+++ Document text

Online Detox

Just over a month ago, I finished my last class of the day, walked across the road, and caught the bus.

Habit kicked in straight away – I grabbed an apple from my bag, put my headphones in and caught up on everything that had happened in the two hours I was in class. And by ‘caught up’, I mean scroll through social media to pass the time…

Something happened, like a car honking, or maybe someone sneezed (maybe it was fate), but I momentarily looked up. It was in this time that I thought, ‘Wow, we’re already almost at my next stop’ after thirty minutes travel, along with, ‘Every single person on this bus is looking at a screen.’

The little old lady sitting at the front of the bus, the boy next to me, the man in a suit standing up, and the girl in her school uniform who would’ve been no older than eight.

If I hadn’t looked up at that exact moment, I probably wouldn’t be here writing this. I would be scrolling through one of the many platforms that are under the bracket of social media.

I was twelve when I caught my first glimpse of Facebook. I was sleeping at my sister’s house, and she was showing me photos of our cousins in America. I hadn’t seen photos of them in months, let alone ones that were taken just a few hours ago. It was exciting to have this burst of intimacy and suddenness! It was all happening right away. I couldn’t wait to turn thirteen to sign up and to see all my family every day, even if it was through a screen.

Eight years later, and I have accounts on Facebook, Instagram, Snapchat, Twitter, Tumblr, as well as YouTube and music sites.

Every now and then over the past year, I would log off and make a vow to spend more time offline. More often than not, I’d get a message from someone saying, ‘omg checkout Sam’s new photo, I can’t believe it’, or, ‘Sam’s snapchat story is so funny’. So I would quickly download the app again, sign in, and look at it. I would be back on. Until I had my next daylong moment of inspiration, that is.

But this time was different. I logged off of everything and deleted all the apps. I deleted everything, but when it got to Messenger, the Facebook chat, I hesitated. I had to keep it. I had group assignments and that was how we communicated. There were friends overseas that I wouldn’t have any point of communication with if it weren’t for Facebook. I forgave myself in advance, and let myself have this. It wasn’t as if I could scroll through it. It was almost a necessity. I cringed thinking that. I’m still cringing at how true it is.

However, life went on. Friends would still send me messages to check something on one of the many platforms of social media, and I would say, ‘Sorry, I don’t have it anymore. Screenshot it for me!’ A couple of people would question why I’d deleted them. A couple congratulated me and said that they needed to have a detox, too. It was all pretty tame, until someone was borderline aggressive with it.

‘Why? How are you going to keep up to date?! I’m not going to be the communicator. Ha! No social media. You’ll be back on in a couple of days.’ This wasn’t a direct quote, but it’s the basic outline of what was said.

I realised that it was ‘cool’ if George Ezra or Harry Styles had offline time, but if it was just me – regular Caitlin – taking time offline suddenly wasn’t so cool.

This brings me to my other point – face-to-face time.

This is a hard one. Like I said before, if it wasn’t for Facebook, I wouldn’t be in contact with friends or family interstate or overseas. I would lose contact with a lot of my nearest and dearest, and unless I was going to give them a call on their home phone each night (or maybe twice a day), they wouldn’t know half of the things I do.

++++++
+++ Dataset excerpt

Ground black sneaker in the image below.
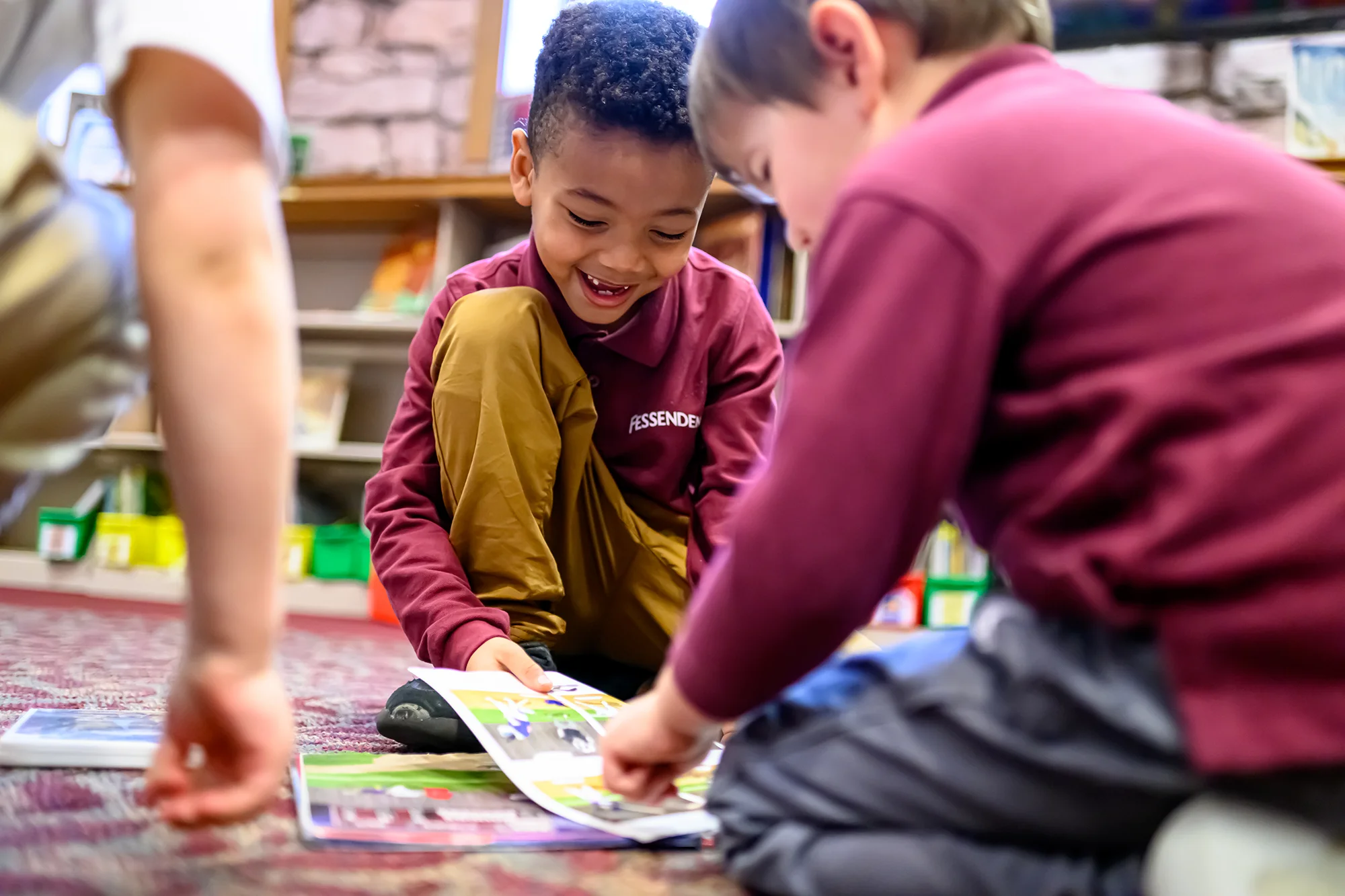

++++++

### Task requirements:
In the essay about an online detox, rewrite the paragraph that begins "But this time was different" as a shorter paragraph that keeps its main facts.

### Answer below:
This time, I logged off everything and deleted every app except Messenger, the Facebook chat. I kept it because my group assignments were organized there and because some friends overseas could only be reached through Facebook. I forgave myself in advance, since I couldn't scroll through it and it felt almost necessary, though I still cringe at how true that is.